Extract provided:

How do both birds and humans stand to benefit from this project?
This will reduce the birds’ risk of being electrocuted. They will be able to have nests that will not be removed once they take to the alternative platforms. FEUS ensures compliance by not moving nests once these nests are active, so pole fires are less of a concern at this point. Also, FEUS linemen will not have to risk going up and battling pole fires, risking their safety by going up … to remove old nests, etc.
The strategically placed nest platforms can be viewed easily by the public at a distance, which should interest birders that visit NM State Parks. One alternative nest platform is located right by the Navajo Dam Marina Visitors Center.
It is a win-win for all.
What do you think was particularly exemplary about this mitigation?
The level of cooperation from State Parks, NM Department of Game and Fish, US Fish and Wildlife Service, and the US Bureau of Reclamation was outstanding. We were able to pool our resources in order to make this mitigation a success and save money along the way. State parks was able to do the cultural surveys, and USBR was able to the environmental assessment, and FEUS was able to donate the labor and platform hardware in order to save money, time, and effort overall.
What is the current status of these nests?
We have six alternative Osprey platforms installed and ready for Ospreys to inhabit. Where there were existing nests on FEUS powerlines, these have been removed and placed on the new alternative Osprey platforms.
What do you hope others stand to learn from your work on this project, and in other similar projects?
That through cooperation and collaboration these projects are possible and everyone wins, especially the birds.

What is needed:
Print the passage from the interview on osprey nest platforms, starting at "What is the" and ending at "especially the birds.". The records are not needed.

Data listing:
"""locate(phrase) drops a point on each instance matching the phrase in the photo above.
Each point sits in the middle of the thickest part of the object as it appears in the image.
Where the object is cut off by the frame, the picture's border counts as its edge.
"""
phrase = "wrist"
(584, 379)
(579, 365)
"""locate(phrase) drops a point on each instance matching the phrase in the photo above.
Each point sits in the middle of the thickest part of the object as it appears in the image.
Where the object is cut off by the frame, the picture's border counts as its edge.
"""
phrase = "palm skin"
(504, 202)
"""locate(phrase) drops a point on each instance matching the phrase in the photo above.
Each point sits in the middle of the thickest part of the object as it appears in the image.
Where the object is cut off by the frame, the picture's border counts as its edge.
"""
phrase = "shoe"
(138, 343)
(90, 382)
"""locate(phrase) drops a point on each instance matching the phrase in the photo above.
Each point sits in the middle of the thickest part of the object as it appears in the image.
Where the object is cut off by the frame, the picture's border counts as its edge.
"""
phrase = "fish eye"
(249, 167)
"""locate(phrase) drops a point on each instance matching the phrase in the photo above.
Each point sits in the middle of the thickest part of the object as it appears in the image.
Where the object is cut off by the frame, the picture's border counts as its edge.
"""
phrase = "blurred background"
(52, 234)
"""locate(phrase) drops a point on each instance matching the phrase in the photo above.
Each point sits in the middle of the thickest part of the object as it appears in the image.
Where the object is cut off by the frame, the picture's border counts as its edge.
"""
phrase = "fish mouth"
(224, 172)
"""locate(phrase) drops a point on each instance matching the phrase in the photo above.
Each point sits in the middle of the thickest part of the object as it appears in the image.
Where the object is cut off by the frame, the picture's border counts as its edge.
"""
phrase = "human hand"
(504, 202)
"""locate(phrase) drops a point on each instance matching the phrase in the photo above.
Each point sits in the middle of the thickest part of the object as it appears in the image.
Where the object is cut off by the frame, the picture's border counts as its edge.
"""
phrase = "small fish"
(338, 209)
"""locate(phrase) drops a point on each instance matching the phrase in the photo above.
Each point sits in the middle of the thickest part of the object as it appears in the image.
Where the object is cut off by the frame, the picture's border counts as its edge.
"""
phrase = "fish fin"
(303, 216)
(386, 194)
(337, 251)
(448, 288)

* * *

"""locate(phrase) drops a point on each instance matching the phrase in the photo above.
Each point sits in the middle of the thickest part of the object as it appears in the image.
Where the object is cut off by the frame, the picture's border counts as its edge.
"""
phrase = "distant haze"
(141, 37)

---

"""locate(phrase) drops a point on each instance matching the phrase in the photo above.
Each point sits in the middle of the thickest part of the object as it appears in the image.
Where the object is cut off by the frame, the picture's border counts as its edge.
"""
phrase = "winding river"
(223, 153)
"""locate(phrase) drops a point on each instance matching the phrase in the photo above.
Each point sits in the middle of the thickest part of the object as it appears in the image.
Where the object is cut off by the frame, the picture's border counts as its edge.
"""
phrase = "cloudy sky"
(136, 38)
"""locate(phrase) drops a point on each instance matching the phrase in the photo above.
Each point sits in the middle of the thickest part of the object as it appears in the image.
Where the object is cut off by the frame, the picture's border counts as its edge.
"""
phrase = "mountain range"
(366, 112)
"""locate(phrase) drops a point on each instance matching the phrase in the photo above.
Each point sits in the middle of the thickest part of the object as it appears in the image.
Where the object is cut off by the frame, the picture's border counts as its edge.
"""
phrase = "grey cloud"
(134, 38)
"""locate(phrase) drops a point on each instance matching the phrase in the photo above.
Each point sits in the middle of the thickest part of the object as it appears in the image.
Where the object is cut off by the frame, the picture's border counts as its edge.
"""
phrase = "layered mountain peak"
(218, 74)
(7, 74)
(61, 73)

Answer to this task:
What is the current status of these nests?
We have six alternative Osprey platforms installed and ready for Ospreys to inhabit. Where there were existing nests on FEUS powerlines, these have been removed and placed on the new alternative Osprey platforms.
What do you hope others stand to learn from your work on this project, and in other similar projects?
That through cooperation and collaboration these projects are possible and everyone wins, especially the birds.